**What the exercise asks**
Nothing in the records should change; write them all out again.

**Given information**
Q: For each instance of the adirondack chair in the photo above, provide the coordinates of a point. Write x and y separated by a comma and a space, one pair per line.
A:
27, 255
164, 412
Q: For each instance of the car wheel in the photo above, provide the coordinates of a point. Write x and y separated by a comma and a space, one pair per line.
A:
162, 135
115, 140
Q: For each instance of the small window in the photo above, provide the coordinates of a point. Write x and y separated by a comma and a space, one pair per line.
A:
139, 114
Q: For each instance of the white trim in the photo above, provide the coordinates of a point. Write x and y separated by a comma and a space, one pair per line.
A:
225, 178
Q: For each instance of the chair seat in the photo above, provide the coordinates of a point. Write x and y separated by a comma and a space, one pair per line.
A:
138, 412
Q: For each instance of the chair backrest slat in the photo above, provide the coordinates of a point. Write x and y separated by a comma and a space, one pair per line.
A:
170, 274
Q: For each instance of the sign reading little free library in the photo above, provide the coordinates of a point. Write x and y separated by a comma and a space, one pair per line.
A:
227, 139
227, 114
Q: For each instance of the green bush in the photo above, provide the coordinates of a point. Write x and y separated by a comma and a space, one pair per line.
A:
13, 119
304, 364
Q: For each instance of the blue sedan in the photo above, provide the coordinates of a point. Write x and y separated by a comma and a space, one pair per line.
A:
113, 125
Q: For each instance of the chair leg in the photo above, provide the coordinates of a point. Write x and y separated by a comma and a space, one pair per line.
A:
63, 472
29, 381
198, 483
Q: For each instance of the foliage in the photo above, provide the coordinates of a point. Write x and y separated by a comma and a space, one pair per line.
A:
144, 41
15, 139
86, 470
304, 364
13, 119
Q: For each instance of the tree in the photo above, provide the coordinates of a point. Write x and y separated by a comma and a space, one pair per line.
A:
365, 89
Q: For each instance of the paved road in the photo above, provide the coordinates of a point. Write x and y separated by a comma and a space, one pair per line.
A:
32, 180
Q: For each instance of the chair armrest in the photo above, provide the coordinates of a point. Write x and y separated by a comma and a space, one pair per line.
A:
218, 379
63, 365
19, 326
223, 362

**Answer to the exercise**
Q: For each instance of the adirondack chair in the photo above, provide the coordinates of a point. Write x and y separated by a comma and a space, one pair per line.
A:
27, 255
164, 412
Q: For each instance of the car wheel in the photo above, provide the coordinates of a point. Write x and y separated by a comma and a space, one pair per line.
A:
162, 135
115, 140
Q: For each instance of the small window in the photo above, provide the coordinates of a point. Write x and y separated by a comma and a space, one pair per line.
A:
139, 114
Q: For each instance of the white trim in the photo above, provide the coordinates of a point. Write x and y separated by a comma and a space, one pair per line.
A:
225, 178
Q: For each instance of the chair seat in the photo above, provide the coordinates of a point. Write x and y separated by a comma and a space, one pair per line.
A:
138, 412
Q: For each instance of the chair backrest slat in the photo above, provide the coordinates of a point. Write x and y separated by a comma and a space, one pair per line.
A:
170, 274
Q: For each instance of the sign reading little free library in the photo above, provide the coordinates of a point. Write x and y separated by a comma and a space, one pair per line.
A:
227, 139
227, 114
Q: For each instance of the green bush in the photo above, provide the coordinates of a point. Write x and y separated by a comma and a space, one pair per line.
A:
13, 119
304, 364
Q: For each instance of the blue sedan in the photo above, provide the coordinates of a point. Write x and y separated by a comma and a space, one pair per line.
A:
113, 125
Q: For each instance of the chair leg in the photo above, provide the coordinates of a point. Write x and y separated by a comma and a space, one pair per line.
A:
63, 472
29, 381
198, 483
Q: For each instance of the foliage in the photo above, provide the coordinates of a point. Write x and y separated by a comma and a space, one pair per line.
A:
144, 41
15, 139
86, 470
304, 364
13, 119
Q: For each instance of the tree in the photo above, provide the coordinates of a point. Write x and y separated by a comma and a space, one pair per line.
A:
365, 89
Q: For each instance of the paved road in the photo above, provide the coordinates of a point. Write x and y separated by a comma and a space, one pair per line.
A:
32, 180
Q: For each instance of the chair armrest in the photo above, provide the coordinates of a point. Write x and y separated by a comma and a space, one pair per line.
A:
218, 379
63, 365
19, 326
223, 362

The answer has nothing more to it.